── INPUT FOR THIS TASK

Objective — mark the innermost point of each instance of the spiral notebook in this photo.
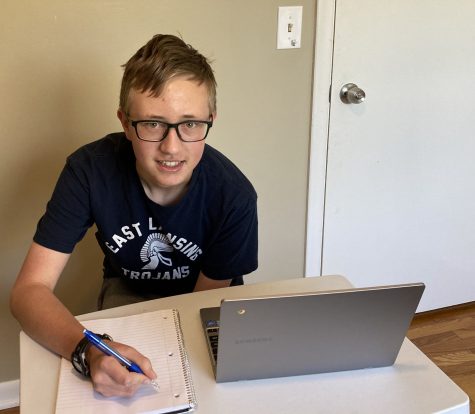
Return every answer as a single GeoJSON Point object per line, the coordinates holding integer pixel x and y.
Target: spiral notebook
{"type": "Point", "coordinates": [156, 335]}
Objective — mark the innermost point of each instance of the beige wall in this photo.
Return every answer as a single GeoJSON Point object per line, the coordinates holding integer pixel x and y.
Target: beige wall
{"type": "Point", "coordinates": [59, 82]}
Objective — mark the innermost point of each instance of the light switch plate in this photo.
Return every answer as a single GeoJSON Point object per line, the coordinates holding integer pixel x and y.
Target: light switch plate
{"type": "Point", "coordinates": [289, 27]}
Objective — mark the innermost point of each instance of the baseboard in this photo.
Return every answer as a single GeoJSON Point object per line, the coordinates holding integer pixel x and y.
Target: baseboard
{"type": "Point", "coordinates": [9, 394]}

────

GOAL OF THE EXERCISE: Write out the lines above unchanged, starting with the line that contains "wall in this photo." and ending with the final line, both included.

RESULT FOR THIS TASK:
Objective — mark the innermost point of each instance of the beige wall in this photo.
Return every answer as a single GeoJSON Point object per line, the coordinates holding integer pixel x and y.
Target: beige wall
{"type": "Point", "coordinates": [59, 82]}
Objective — mark the innermost point of each instance of the light switch plate in this photo.
Return every answer as a single GeoJSON Point object per line, the coordinates holding integer pixel x and y.
Target: light switch plate
{"type": "Point", "coordinates": [289, 27]}
Objective — mark the innermost point of each instance of the baseboard in this photo.
Return every answer as a single GeoJSON Point object per line, the coordinates holding integer pixel x and y.
Target: baseboard
{"type": "Point", "coordinates": [9, 394]}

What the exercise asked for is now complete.